Обсуждение: Switch buffile.c/h to use pgoff_t

Поиск
Список
Период
Сортировка

Switch buffile.c/h to use pgoff_t

От
Michael Paquier
Дата:
Hi all,
(Added Bryan in CC as he has been looking at this stuff previously.)

An mentioned on this thread and as a part of the quest to remove more
of long in the tree, buffile.c and buffile.h still rely on an
unportable off_t, which is signed 4 bytes on Windows:
https://www.postgresql.org/message-id/0f238ff4-c442-42f5-adb8-01b762c94ca1@gmail.com

Please find attached a patch to do the switch.  I was surprised to see
that the amount of code to adapt was limited, the routines of
buffile.h changed in this commit being used in other places that keep
track of offsets.  Hence these other files just need to do a off_t =>
pgoff_t flip in a couple of structures to be updated, as far as I can
see.

» **Aim of the exercise**:
Extract the full mailing list post about switching buffile.c/h to pgoff_t, reproducing it word for word.

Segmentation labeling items
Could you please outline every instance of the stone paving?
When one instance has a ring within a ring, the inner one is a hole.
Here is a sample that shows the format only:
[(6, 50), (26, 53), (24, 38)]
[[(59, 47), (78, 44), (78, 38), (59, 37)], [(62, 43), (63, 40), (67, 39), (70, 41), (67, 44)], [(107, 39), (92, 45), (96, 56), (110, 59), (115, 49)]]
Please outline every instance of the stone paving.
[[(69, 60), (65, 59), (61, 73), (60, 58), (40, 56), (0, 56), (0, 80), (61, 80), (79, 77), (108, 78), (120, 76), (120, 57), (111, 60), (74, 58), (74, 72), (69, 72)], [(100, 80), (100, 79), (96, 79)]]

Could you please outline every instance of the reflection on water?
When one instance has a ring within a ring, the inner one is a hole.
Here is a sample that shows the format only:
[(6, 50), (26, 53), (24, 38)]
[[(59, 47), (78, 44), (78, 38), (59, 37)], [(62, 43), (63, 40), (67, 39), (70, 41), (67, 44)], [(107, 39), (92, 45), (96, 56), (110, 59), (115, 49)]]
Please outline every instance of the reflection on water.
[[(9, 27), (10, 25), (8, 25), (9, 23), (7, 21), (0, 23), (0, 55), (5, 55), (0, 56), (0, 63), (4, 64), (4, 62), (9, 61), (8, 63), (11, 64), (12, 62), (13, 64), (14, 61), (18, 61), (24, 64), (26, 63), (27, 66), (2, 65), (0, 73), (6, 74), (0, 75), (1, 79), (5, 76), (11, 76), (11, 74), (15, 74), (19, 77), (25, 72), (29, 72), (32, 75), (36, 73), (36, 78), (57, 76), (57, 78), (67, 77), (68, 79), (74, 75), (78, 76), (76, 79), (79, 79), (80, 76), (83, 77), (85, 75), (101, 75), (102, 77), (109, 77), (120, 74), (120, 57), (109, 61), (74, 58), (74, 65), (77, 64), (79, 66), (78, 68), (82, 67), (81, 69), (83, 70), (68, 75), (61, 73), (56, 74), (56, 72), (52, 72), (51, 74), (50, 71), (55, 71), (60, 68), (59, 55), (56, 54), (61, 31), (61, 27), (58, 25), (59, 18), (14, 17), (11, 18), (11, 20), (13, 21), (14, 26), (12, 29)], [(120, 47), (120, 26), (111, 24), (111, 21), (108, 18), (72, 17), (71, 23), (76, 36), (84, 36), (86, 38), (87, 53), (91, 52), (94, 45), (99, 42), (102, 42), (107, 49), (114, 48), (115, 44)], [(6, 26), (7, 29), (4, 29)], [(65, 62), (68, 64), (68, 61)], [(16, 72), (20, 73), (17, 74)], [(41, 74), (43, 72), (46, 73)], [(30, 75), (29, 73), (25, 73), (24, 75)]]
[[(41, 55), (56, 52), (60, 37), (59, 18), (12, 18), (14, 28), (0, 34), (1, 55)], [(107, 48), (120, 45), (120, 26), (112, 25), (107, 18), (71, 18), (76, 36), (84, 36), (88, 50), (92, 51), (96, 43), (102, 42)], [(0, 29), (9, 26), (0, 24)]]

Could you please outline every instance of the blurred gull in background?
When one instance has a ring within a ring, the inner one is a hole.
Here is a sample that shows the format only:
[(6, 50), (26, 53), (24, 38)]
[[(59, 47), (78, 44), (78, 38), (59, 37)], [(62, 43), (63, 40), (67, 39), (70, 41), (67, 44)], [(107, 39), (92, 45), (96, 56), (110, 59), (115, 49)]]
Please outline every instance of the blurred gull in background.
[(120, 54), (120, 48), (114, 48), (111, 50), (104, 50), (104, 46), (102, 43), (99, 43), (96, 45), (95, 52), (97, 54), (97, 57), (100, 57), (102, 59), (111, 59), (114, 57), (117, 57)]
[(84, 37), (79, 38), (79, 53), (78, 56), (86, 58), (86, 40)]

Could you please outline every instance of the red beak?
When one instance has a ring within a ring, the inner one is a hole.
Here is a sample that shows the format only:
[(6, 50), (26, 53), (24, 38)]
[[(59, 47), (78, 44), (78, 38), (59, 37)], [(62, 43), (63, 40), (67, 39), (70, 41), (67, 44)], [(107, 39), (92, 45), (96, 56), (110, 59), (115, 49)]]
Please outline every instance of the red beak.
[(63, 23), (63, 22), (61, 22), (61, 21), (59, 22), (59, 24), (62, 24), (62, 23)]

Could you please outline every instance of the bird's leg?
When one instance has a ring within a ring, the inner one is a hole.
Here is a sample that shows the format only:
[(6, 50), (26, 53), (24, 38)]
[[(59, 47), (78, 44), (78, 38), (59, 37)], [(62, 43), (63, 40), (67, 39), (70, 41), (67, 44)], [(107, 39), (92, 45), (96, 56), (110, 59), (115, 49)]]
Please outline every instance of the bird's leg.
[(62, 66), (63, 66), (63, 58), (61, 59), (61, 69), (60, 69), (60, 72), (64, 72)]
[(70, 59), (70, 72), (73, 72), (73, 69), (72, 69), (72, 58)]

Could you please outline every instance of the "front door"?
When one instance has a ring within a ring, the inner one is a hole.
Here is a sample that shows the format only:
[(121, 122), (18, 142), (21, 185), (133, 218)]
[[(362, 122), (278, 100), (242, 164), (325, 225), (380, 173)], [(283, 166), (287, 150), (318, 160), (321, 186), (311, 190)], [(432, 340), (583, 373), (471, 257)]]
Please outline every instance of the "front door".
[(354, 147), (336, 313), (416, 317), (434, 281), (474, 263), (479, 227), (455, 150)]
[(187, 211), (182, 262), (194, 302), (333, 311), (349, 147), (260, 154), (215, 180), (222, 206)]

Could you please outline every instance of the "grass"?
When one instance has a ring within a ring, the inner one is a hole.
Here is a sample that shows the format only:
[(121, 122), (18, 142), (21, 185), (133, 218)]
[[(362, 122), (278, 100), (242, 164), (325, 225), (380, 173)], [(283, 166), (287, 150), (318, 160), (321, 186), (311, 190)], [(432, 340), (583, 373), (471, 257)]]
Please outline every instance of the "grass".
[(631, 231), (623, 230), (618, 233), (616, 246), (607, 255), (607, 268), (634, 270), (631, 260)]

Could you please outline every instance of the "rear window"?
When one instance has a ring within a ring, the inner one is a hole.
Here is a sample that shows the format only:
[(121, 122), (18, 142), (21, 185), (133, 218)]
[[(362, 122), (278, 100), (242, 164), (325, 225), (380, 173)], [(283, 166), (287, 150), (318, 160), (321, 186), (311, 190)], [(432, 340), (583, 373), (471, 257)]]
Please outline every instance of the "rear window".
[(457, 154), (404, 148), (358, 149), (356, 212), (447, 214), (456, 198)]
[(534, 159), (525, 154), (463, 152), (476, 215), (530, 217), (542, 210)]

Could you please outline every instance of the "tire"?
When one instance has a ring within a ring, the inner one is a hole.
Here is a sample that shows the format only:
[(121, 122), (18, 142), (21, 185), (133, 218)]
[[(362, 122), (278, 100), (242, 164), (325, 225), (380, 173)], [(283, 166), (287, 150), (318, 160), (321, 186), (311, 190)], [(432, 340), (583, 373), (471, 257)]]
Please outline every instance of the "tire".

» **Written solution**:
Обсуждение: Switch buffile.c/h to use pgoff_t

Поиск
Список
Период
Сортировка

Switch buffile.c/h to use pgoff_t

От
Michael Paquier
Дата:
Hi all,
(Added Bryan in CC as he has been looking at this stuff previously.)

An mentioned on this thread and as a part of the quest to remove more
of long in the tree, buffile.c and buffile.h still rely on an
unportable off_t, which is signed 4 bytes on Windows:
https://www.postgresql.org/message-id/0f238ff4-c442-42f5-adb8-01b762c94ca1@gmail.com

Please find attached a patch to do the switch.  I was surprised to see
that the amount of code to adapt was limited, the routines of
buffile.h changed in this commit being used in other places that keep
track of offsets.  Hence these other files just need to do a off_t =>
pgoff_t flip in a couple of structures to be updated, as far as I can
see.